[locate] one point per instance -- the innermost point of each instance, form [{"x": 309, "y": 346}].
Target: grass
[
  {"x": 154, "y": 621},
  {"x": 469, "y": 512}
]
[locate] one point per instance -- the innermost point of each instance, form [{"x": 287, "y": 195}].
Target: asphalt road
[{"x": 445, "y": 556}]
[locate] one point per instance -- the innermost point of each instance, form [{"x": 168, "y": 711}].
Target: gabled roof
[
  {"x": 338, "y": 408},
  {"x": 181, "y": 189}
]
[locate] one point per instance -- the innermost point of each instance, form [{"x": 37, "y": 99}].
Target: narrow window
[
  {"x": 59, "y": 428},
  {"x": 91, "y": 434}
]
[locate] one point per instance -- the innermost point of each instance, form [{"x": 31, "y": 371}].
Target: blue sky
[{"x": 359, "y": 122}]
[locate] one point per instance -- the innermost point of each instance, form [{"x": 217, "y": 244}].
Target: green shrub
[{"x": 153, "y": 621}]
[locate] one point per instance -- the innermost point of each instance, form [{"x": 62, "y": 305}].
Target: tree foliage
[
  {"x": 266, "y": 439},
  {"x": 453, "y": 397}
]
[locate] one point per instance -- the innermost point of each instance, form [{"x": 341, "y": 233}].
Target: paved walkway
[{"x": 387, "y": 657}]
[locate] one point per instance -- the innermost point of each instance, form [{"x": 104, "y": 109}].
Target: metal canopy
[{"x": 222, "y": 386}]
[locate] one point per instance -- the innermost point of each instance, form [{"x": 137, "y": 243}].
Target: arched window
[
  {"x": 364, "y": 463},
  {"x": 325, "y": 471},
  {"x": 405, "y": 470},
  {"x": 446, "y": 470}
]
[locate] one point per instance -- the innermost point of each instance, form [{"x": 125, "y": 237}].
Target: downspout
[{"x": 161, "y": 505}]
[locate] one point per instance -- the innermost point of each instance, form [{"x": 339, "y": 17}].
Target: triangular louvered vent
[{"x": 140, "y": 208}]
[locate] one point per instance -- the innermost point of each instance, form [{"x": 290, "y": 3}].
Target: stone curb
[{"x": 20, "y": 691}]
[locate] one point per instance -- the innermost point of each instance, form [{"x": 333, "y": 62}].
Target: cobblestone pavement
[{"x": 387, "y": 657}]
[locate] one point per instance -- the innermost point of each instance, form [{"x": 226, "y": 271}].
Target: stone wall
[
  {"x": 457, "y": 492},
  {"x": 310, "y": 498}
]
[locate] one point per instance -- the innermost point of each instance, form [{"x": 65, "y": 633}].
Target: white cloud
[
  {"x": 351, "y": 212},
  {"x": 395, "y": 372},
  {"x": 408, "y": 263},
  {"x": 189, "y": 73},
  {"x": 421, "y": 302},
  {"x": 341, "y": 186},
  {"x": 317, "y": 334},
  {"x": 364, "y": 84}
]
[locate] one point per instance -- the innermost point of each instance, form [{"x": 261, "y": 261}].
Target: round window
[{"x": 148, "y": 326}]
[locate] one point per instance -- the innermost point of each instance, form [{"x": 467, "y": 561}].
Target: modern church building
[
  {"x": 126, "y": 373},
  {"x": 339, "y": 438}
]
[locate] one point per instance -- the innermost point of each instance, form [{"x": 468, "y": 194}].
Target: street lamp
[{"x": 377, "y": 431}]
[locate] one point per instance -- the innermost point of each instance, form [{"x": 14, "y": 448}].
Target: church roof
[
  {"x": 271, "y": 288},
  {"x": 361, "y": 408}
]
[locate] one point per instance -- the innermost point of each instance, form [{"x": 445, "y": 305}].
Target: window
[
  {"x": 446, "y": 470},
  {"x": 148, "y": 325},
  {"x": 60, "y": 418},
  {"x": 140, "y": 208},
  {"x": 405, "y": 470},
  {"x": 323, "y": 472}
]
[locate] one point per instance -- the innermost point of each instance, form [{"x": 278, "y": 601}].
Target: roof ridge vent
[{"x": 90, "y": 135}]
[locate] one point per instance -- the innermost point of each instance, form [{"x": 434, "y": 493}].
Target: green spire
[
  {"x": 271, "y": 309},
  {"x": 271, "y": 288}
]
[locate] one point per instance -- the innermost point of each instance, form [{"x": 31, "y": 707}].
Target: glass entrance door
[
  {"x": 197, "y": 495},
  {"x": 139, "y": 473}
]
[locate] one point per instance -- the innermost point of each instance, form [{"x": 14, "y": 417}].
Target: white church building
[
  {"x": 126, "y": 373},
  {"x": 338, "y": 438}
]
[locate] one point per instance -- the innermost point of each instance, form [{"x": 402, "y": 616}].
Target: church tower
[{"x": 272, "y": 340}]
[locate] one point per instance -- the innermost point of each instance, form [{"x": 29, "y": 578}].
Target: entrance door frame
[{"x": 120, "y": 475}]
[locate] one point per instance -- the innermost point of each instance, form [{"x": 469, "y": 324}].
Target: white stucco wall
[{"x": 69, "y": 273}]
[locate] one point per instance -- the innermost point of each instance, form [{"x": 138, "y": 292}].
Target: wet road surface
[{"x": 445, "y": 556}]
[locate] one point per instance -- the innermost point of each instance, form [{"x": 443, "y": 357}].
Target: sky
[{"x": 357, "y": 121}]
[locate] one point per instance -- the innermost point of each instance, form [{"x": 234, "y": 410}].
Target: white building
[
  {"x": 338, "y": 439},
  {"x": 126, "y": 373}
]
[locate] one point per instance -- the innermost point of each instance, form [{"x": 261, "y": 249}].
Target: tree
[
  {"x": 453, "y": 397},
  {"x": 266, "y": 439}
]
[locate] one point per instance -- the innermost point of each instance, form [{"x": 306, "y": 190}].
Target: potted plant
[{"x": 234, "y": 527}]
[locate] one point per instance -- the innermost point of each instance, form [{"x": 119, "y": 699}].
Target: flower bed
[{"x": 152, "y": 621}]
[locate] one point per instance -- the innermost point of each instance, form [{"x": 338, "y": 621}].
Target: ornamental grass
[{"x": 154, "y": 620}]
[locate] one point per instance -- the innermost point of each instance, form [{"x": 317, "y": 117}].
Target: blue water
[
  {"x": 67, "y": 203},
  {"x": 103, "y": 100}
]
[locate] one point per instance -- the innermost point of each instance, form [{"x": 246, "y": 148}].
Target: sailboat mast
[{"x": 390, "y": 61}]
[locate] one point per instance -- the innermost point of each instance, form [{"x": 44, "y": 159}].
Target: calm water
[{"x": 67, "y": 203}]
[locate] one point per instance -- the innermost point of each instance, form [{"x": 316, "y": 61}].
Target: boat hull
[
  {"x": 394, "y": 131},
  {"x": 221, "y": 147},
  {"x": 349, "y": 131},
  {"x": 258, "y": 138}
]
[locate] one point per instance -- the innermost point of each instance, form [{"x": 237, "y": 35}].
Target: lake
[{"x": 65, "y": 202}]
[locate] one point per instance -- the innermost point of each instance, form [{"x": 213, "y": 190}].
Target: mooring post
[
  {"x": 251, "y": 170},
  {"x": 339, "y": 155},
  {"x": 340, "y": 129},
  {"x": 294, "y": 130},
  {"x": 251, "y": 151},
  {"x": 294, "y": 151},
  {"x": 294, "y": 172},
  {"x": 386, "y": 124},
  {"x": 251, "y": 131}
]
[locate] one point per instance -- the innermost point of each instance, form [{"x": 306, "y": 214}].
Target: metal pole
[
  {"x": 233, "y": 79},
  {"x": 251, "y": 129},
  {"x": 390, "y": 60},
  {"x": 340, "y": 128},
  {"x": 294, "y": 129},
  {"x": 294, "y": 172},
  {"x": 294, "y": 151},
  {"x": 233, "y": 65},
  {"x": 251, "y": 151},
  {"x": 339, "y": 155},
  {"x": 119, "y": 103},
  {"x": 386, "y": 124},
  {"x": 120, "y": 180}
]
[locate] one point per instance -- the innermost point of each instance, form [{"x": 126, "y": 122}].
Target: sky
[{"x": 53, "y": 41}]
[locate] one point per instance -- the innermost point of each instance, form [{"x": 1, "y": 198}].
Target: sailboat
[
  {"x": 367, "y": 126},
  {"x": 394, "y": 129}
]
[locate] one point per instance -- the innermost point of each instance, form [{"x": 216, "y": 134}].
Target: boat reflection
------------
Pick out every line in the records above that contains the word "roof", and copy each one in full.

Target: gabled roof
Target: church roof
Target: roof ridge vent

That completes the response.